* Verilen Metin *
================================
GÜNCEL
Giriş Tarihi : 21-07-2024 21:10   Güncelleme : 21-07-2024 21:10

VALİ PEHLİVAN, KKTC BARIŞ VE ÖZGÜRLÜK GÜNÜ KUTLAMA YEMEĞİNE KATILDI

Mersin ValisiAli Hamza Pehlivan, Kıbrıs Barış Harekatı’nın 50. yıldönümü, Kuzey Kıbrıs Türk Cumhuriyeti Barış ve Özgürlük Günü kutlama programları kapsamında düzenlenen kutlama yemeği programına katıldı.
================================
* Görev Listesi *
(A) Kutlama yemeği haberine göre aşağıdaki soruları yanıtlayınız:
(i) Haberin giriş saati nedir?
(ii) Ali Hamza Pehlivan hangi ilin valisidir?
(iii) Kutlama programları Kıbrıs Barış Harekâtı'nın kaçıncı yıldönümü kapsamında düzenlenmiştir?
(B) Kutlama yemeği haberini son cümlesinden sonra kaldığı yerden sürdürünüz.

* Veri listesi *
================================
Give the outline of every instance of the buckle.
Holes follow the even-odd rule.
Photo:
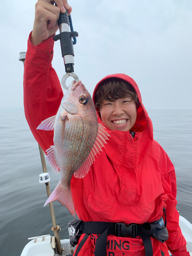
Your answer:
[[[135,238],[137,236],[137,225],[133,223],[125,226],[124,223],[116,223],[115,225],[115,236],[116,237],[130,237]]]

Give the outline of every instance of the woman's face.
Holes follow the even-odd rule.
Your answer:
[[[111,131],[126,132],[130,131],[136,120],[136,105],[130,97],[115,101],[104,100],[100,114],[103,123]]]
================================
* Alıştırma Sonuçları *
(A)
(i) 21:10
(ii) Mersin
(iii) 50.

(B)
VALİ PEHLİVAN, KKTC BARIŞ VE ÖZGÜRLÜK GÜNÜ  KUTLAMA YEMEĞİNE KATILDI

Kutlama yemeğine KKTC Mersin Başkonsolosu Zalihe Mendeli ve Eşi, Mersin Valisi Ali Hamza Pehlivan, Eşi Yıldız Pehlivan, Mersin Büyükşehir Belediye Başkanı Vahap Seçer ve Eşi Meral Seçer, CHP Mersin Milletvekilleri Hasan Ufuk Çakır, Talat Dinçer, Gülcan Kış İl protokol üyeleri ve eşleri, Kıbrıs Türk Kültür Derneği yönetim kurulu üyeleri, Şehit aileleri, Gaziler ve aileleri katıldı.

Mersin Büyükşehir Belediyesi'nin katkılarıyla düzenlenen yemek programında aziz Şehitler ve ebediyete irtihal etmiş Gaziler için Kur’an-ı Kerim Tilavetinin akabinde dualar edildi.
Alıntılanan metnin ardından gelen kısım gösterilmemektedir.